Reproduce each of the lines word for word.
# # # # # # #
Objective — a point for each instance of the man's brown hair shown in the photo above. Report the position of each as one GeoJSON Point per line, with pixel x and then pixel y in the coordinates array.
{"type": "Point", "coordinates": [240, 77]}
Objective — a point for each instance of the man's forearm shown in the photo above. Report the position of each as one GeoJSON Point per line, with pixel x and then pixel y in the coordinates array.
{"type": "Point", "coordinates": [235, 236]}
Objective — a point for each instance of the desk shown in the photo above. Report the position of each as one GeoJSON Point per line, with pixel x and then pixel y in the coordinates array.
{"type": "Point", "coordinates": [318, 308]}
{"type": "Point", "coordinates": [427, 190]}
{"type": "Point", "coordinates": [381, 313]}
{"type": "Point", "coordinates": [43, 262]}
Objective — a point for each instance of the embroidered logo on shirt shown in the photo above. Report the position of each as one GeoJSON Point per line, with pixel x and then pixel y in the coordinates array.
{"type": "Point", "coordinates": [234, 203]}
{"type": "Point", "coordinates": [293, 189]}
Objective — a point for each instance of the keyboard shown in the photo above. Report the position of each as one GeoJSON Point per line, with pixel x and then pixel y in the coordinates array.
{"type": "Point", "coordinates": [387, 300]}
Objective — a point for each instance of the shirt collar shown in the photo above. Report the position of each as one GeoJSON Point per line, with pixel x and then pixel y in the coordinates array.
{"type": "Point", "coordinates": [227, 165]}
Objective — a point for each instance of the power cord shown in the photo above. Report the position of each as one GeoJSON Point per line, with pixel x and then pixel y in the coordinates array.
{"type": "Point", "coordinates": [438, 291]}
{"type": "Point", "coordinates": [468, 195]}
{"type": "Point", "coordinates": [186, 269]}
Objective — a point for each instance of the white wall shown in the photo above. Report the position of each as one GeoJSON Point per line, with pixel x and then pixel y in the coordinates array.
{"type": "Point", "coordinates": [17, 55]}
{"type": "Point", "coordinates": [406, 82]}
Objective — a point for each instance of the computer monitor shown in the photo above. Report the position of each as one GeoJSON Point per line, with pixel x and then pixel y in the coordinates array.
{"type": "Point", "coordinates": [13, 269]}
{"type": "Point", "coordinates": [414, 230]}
# # # # # # #
Solution below:
Objective — a point for each instance of the man's brown hair shown in the photo above. Report the position of each as one GeoJSON Point per line, with pixel x and then pixel y in the coordinates array.
{"type": "Point", "coordinates": [240, 77]}
Objective — a point for each instance of the man's forearm shown in the photo above. Report the position of each as one GeoJSON Point per line, with pixel x and then pixel y in the coordinates array.
{"type": "Point", "coordinates": [235, 236]}
Objective — a point for each instance of the desk shown in the photo above. Report the position of each as one GeoJSON Point per line, with pixel x and then pixel y in the coordinates array.
{"type": "Point", "coordinates": [318, 308]}
{"type": "Point", "coordinates": [427, 190]}
{"type": "Point", "coordinates": [381, 313]}
{"type": "Point", "coordinates": [43, 262]}
Objective — a point for each instance of the embroidered logo on shirt shown in the photo above. Report the position of each as one GeoJSON Point per line, with pixel x and then pixel y in the coordinates array.
{"type": "Point", "coordinates": [234, 203]}
{"type": "Point", "coordinates": [293, 189]}
Objective — a point for each instance of the keyboard shown in the photo above. Report the position of each as one GeoJSON Point per line, with pixel x and then pixel y in the coordinates array.
{"type": "Point", "coordinates": [387, 300]}
Objective — a point for each instance of the shirt collar shown in the photo above. Report the position of each as one GeoJSON Point per line, with pixel x and then pixel y in the coordinates array.
{"type": "Point", "coordinates": [227, 165]}
Objective — a point for each instance of the power cord shown in the photo above. Report the position of each as one GeoJSON Point per line, with pixel x and then pixel y in the coordinates array.
{"type": "Point", "coordinates": [438, 291]}
{"type": "Point", "coordinates": [468, 195]}
{"type": "Point", "coordinates": [186, 269]}
Objective — a point for each instance of the white wall shown in the photo above. Report the position of each as one GeoJSON Point per line, with pixel x and then pixel y in the coordinates array.
{"type": "Point", "coordinates": [17, 55]}
{"type": "Point", "coordinates": [406, 82]}
Objective — a point for each instance of the computer monitor shown in the photo above. Report the position of each as one GeoJSON Point per line, with pixel x and then pixel y in the coordinates array.
{"type": "Point", "coordinates": [13, 269]}
{"type": "Point", "coordinates": [414, 230]}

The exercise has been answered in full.